Everything from the line containing "Where can you find the pile" through the last line of the records must be returned verbatim, and nothing outside that range.
=-=-=-=-=
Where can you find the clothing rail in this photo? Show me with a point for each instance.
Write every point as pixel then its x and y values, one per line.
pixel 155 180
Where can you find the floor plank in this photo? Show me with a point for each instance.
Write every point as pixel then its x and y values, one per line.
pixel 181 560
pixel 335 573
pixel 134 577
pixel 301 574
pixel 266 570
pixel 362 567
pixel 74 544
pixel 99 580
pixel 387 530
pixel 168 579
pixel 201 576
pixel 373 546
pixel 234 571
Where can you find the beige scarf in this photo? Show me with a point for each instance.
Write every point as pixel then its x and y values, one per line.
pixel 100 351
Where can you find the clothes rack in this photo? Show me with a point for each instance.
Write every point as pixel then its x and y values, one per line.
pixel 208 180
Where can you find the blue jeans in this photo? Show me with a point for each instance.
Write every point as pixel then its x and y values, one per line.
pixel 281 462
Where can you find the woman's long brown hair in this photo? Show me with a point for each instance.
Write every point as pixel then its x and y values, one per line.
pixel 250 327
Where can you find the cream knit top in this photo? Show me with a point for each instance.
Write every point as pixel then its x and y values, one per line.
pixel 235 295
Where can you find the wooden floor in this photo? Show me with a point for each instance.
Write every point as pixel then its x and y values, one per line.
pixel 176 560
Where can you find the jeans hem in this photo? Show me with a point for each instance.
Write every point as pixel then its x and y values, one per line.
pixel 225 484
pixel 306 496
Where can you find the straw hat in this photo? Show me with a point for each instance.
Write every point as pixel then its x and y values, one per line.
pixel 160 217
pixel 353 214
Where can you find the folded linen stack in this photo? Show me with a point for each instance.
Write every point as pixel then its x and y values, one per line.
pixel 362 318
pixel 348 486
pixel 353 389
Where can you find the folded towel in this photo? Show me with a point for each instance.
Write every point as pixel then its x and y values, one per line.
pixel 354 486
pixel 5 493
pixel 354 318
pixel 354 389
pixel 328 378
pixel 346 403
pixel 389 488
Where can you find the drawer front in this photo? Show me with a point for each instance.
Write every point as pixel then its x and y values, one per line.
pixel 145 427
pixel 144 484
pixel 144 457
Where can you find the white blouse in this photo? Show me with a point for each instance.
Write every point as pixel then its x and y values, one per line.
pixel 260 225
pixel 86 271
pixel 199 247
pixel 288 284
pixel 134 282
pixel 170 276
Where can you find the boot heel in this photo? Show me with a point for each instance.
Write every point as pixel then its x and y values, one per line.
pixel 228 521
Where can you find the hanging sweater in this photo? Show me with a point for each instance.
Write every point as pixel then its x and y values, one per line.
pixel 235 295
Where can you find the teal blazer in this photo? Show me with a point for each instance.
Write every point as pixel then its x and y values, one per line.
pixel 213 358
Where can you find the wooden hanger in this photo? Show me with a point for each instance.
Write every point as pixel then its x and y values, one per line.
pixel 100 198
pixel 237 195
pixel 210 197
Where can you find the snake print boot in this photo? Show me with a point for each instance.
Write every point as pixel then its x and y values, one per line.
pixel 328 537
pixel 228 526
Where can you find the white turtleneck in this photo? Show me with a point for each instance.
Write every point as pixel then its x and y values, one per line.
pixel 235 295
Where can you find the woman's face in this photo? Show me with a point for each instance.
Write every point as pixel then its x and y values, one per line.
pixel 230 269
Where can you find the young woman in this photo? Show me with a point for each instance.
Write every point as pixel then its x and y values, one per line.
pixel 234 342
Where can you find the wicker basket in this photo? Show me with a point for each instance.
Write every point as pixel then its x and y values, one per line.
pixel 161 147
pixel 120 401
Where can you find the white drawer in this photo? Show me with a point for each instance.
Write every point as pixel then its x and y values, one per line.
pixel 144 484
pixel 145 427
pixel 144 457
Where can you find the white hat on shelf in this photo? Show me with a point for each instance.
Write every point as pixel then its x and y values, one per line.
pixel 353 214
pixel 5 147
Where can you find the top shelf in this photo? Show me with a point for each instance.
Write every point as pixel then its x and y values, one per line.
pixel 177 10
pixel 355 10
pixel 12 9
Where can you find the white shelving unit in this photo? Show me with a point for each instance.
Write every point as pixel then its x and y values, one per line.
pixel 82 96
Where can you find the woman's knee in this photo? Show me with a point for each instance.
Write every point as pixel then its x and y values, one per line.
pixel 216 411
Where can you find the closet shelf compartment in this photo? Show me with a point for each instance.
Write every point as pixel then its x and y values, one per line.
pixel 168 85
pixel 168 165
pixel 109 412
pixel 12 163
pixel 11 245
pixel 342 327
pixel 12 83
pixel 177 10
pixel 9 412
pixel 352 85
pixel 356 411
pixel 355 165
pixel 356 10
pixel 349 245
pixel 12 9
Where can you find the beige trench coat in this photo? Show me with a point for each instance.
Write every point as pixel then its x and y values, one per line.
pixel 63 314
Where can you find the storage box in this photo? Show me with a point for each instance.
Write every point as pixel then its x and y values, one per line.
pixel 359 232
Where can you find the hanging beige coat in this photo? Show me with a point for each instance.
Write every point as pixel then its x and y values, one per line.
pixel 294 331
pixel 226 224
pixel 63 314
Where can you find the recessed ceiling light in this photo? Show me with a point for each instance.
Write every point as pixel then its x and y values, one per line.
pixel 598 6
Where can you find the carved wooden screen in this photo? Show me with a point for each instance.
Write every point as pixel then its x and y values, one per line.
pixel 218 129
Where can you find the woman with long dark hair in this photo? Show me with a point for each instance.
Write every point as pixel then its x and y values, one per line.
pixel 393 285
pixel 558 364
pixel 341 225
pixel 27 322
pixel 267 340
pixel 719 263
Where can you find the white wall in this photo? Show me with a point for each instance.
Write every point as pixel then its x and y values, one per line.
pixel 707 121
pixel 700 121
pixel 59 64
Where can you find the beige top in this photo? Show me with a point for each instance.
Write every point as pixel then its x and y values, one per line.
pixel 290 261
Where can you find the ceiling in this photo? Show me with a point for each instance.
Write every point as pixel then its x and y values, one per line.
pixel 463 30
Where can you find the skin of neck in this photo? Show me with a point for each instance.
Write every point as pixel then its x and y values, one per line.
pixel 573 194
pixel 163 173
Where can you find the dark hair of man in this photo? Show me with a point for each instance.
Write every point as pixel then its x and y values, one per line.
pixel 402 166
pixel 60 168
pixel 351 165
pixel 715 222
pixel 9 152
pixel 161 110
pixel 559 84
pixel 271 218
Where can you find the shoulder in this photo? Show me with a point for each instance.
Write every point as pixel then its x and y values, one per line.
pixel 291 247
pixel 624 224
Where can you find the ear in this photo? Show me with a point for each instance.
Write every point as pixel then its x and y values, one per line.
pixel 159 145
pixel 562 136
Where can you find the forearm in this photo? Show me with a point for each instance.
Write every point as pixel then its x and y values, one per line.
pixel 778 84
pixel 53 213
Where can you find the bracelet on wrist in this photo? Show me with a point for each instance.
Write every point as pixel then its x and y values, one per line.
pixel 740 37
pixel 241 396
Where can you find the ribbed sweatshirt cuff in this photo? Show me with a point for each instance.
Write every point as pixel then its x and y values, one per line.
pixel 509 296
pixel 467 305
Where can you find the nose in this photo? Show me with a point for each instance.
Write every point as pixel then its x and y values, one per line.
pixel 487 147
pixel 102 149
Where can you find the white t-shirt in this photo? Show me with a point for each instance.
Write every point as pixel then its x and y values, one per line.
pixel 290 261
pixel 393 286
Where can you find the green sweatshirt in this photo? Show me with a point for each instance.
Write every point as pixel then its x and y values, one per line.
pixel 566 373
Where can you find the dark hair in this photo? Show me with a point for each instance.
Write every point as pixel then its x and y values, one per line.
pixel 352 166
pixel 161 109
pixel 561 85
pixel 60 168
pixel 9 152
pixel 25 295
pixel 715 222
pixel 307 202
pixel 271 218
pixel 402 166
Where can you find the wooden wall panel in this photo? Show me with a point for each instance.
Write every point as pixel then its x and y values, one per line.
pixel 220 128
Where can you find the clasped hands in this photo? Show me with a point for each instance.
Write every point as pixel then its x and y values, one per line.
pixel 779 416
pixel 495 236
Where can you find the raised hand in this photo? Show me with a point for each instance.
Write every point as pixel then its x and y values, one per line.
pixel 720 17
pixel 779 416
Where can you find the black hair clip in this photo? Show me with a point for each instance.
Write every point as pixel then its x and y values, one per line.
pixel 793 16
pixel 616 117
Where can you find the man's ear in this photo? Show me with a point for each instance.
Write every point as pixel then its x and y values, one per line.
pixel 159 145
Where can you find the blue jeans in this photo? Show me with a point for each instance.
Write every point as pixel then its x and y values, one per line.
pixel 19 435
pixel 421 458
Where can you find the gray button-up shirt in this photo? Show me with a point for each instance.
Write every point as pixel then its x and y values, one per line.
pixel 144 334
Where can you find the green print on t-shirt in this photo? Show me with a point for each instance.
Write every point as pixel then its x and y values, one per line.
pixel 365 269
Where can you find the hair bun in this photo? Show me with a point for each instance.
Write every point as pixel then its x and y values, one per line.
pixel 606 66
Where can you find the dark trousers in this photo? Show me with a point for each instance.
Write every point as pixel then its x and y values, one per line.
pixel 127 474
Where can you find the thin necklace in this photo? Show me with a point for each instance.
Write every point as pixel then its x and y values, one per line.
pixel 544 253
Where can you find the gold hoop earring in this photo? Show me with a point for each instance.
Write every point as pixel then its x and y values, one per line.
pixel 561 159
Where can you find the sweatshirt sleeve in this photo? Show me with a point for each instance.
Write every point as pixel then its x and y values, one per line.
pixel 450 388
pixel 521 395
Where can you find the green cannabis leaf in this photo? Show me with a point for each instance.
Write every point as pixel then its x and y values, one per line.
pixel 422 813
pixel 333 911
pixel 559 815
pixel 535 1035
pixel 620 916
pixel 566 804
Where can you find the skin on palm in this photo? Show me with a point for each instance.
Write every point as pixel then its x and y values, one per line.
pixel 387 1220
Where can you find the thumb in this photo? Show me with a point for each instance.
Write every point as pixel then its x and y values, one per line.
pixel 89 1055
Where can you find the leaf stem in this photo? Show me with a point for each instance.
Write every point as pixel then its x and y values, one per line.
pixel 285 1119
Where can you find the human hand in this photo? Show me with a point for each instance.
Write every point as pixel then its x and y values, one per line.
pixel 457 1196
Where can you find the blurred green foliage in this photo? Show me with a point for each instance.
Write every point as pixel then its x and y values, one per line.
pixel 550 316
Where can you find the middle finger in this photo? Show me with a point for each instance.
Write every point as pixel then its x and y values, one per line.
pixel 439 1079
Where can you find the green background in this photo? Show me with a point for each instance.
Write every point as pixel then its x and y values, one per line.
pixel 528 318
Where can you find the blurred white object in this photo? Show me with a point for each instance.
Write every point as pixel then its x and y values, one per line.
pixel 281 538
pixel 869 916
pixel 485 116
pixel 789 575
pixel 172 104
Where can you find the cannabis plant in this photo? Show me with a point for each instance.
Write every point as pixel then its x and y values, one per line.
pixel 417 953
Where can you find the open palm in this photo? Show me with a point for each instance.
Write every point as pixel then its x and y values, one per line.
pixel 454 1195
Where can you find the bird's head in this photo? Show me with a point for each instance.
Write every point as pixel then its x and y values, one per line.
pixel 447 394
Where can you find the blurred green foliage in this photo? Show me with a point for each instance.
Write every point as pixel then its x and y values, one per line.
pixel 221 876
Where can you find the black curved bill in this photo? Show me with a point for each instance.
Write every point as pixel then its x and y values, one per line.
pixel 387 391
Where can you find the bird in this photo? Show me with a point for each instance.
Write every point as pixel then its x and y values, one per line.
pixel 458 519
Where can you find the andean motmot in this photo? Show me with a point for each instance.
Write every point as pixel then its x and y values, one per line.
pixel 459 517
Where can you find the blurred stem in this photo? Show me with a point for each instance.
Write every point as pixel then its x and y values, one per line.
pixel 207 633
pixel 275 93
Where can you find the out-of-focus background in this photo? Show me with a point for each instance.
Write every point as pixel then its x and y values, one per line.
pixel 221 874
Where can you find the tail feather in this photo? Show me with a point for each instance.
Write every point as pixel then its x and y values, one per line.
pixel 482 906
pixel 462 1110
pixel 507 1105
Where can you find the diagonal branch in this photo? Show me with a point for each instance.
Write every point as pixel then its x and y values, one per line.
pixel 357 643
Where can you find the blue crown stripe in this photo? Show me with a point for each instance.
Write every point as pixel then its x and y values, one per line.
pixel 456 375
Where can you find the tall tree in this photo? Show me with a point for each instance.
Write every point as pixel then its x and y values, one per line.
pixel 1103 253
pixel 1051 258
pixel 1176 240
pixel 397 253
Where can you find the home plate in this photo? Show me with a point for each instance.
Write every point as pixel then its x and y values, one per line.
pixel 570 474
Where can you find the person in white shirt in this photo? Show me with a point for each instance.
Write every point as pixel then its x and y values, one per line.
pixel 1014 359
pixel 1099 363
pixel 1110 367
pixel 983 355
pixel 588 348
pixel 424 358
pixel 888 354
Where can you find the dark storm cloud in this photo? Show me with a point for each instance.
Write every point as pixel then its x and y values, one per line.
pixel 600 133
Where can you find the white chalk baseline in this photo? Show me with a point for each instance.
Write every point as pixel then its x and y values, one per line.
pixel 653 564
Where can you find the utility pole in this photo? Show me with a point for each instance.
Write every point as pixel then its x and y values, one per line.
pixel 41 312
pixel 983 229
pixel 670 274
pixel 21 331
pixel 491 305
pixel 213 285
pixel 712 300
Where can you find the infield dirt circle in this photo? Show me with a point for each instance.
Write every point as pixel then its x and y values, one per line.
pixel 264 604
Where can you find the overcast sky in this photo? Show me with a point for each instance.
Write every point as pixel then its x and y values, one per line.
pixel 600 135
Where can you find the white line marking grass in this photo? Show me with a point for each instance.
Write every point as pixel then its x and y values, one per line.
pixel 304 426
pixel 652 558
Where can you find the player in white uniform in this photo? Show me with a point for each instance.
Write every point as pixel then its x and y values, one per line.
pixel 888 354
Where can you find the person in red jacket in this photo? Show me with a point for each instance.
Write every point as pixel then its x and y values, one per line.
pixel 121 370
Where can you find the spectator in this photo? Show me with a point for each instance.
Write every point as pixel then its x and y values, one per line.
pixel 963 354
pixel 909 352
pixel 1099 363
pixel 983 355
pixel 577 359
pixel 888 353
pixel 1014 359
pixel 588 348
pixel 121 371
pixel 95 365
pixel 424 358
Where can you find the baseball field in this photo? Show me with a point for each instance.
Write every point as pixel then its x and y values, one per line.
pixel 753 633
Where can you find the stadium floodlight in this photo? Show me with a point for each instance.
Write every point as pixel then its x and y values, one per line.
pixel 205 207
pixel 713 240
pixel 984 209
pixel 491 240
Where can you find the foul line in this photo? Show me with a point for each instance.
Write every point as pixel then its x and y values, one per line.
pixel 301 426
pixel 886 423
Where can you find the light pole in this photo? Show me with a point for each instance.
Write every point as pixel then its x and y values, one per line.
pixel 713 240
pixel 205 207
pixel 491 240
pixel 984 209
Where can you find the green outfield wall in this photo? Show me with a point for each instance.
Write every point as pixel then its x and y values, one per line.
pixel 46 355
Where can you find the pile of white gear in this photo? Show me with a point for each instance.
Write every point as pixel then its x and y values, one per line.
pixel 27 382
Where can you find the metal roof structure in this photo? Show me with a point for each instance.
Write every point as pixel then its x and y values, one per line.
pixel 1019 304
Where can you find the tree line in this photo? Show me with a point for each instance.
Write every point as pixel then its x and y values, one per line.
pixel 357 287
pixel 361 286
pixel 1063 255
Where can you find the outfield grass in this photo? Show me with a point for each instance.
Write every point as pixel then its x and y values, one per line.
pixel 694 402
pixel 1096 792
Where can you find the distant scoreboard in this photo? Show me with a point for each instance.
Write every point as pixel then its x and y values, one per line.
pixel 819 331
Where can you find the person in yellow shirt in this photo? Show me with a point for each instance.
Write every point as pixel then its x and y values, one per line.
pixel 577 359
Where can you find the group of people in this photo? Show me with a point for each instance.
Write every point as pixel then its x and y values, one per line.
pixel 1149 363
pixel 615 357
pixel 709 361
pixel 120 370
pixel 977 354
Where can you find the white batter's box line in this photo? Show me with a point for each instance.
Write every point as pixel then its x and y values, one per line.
=-=-=-=-=
### Exercise output
Where can you find the pile of white gear in this photo? Show me with a point for each instance.
Write every point as pixel then its x and y values, one per line.
pixel 27 382
Where can you find the metal roof structure in this photo? Show me with a point for each instance.
Write every point as pixel then its x and y values, one per line.
pixel 1019 304
Where can you find the tree line in this photo? Show me with a point for each instance.
Write every point as pixel then its x and y values, one per line.
pixel 357 287
pixel 361 286
pixel 1063 255
Where can you find the outfield grass in this photo? Show me with a point for each instance.
Write every point as pixel then its x and y values, one per line.
pixel 694 402
pixel 1096 792
Where can you find the distant scoreboard in this photo? Show me with a point for each instance.
Write every point as pixel then its x and y values, one per line.
pixel 819 331
Where can you find the person in yellow shirt in this photo? Show me with a point for each instance.
Write every point as pixel then its x and y values, one per line.
pixel 577 359
Where can you find the group of people in this photo? Show me with a point for each instance.
Write every point as pixel then its x and y values, one per line.
pixel 1149 363
pixel 615 357
pixel 709 361
pixel 120 370
pixel 977 354
Where can you find the white batter's box line in this photo? Show me with a point for each instance.
Write every point as pixel then its x and y values, one per line.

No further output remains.